[Items from a dataset]
========================
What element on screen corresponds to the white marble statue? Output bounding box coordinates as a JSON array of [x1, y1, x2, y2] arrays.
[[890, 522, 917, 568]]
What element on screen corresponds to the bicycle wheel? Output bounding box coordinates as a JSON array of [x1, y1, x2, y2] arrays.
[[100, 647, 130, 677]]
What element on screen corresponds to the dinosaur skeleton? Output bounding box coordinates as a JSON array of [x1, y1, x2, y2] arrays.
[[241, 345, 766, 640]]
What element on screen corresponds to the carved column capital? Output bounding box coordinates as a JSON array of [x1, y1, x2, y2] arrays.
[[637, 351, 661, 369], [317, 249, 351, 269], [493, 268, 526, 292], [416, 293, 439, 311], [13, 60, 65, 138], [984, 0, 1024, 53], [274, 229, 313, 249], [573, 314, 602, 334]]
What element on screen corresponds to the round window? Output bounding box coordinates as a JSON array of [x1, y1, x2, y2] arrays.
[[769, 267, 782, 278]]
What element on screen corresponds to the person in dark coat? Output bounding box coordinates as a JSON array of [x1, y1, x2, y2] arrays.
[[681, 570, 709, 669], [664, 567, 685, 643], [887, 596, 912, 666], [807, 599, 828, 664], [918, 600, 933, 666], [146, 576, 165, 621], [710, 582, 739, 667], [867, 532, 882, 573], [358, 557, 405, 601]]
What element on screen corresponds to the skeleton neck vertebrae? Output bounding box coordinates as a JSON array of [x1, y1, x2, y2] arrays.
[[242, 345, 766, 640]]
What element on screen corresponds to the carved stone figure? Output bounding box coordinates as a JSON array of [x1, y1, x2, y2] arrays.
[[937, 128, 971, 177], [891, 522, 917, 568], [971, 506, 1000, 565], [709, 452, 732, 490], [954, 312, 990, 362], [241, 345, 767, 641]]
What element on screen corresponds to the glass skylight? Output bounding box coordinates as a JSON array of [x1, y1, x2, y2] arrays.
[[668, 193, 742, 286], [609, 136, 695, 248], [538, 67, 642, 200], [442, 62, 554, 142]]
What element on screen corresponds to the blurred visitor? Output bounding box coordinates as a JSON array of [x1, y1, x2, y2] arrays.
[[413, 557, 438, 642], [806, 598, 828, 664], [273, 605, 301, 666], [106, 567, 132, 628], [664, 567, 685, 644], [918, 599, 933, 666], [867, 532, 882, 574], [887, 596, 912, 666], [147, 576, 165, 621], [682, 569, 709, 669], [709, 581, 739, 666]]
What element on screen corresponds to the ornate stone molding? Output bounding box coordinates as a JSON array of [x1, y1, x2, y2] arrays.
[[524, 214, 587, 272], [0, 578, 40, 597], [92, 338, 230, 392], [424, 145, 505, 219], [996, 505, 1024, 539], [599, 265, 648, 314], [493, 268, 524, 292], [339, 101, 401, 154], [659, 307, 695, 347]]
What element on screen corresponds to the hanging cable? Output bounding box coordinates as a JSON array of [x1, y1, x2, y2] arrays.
========================
### Activity
Would you please transcribe the records above in full and exactly?

### Task output
What element on screen corresponds to the white marble statue? Output bounding box coordinates as a JSON array of [x1, y1, x2, y2] arrays.
[[890, 522, 917, 568]]
What element on screen corresponds to the bicycle wheel? Output bounding box coordinates as a JSON array of [x1, y1, x2, y2] arrays.
[[100, 647, 130, 677]]
What element on screen corresponds to the dinosaur skeleton? Output bounding box coordinates as a JSON array of [x1, y1, x2, y2] arrays.
[[241, 345, 766, 640]]
What element on screen corresponds to the carved column capital? Output bounding box coordinates as a JSON array of [x1, y1, x2, y2] arrays.
[[637, 351, 661, 369], [317, 249, 351, 269], [493, 268, 526, 292], [416, 293, 439, 311], [13, 60, 65, 138], [984, 0, 1024, 53], [274, 229, 313, 249], [573, 314, 602, 334]]
What element on screen corresponds to the round window? Output bounding box coordinates as a JSON array of [x1, y1, x2, y2] arrays.
[[769, 267, 782, 278]]
What element on screen corresponds to the person in dark coat? Output bounding box coordinates as a JSON array of [x1, y1, x2, y2] arrays.
[[681, 570, 709, 669], [664, 567, 685, 643], [887, 596, 912, 666], [807, 599, 828, 664], [918, 600, 933, 666], [146, 576, 165, 621], [710, 582, 739, 667], [867, 532, 882, 573], [358, 557, 405, 601]]
What element on screen corresponds to the skeleton neck vertebrae? Output bounding box coordinates as a JSON array of [x1, y1, x2, y2] arrays.
[[242, 345, 766, 640]]
What element on screen corresponds to the carved stone figure? Output bounding box coordinates as a JSON array of [x1, y1, x2, y2] arrays.
[[937, 128, 971, 177], [891, 522, 917, 568], [971, 506, 1000, 565], [709, 452, 732, 490], [954, 312, 990, 362], [241, 345, 767, 641]]
What element on screen corresponds to the glass skylight? Output bounding box coordinates as a JSON array of [x1, y1, x2, y2] arrays.
[[668, 193, 742, 286], [609, 136, 695, 248], [538, 67, 642, 200], [442, 62, 554, 142]]
What element on screen corresponds to the blurred visitor? Output bounding box coordinates as a JSON array of [x1, y1, x2, y2] arrays.
[[413, 557, 438, 642], [806, 598, 828, 664], [273, 605, 301, 666], [106, 567, 132, 628], [664, 567, 685, 644], [918, 599, 933, 666], [867, 532, 882, 574], [887, 596, 912, 666], [147, 576, 165, 621], [682, 569, 709, 669], [709, 581, 739, 666]]
What element on screen corresponds to the ornate stone molding? Output bounding box coordinates as a JSON array of [x1, y1, x2, y2] arrays.
[[524, 214, 587, 272], [0, 578, 40, 597], [92, 338, 230, 392], [424, 145, 505, 219], [996, 505, 1024, 539], [599, 265, 648, 314], [493, 268, 524, 292], [339, 101, 401, 154], [659, 307, 695, 347]]
What element on screen corresponds to the hanging cable? Output bounding box coordinates as a JSON array of [x1, y1, x2, y2] arrays.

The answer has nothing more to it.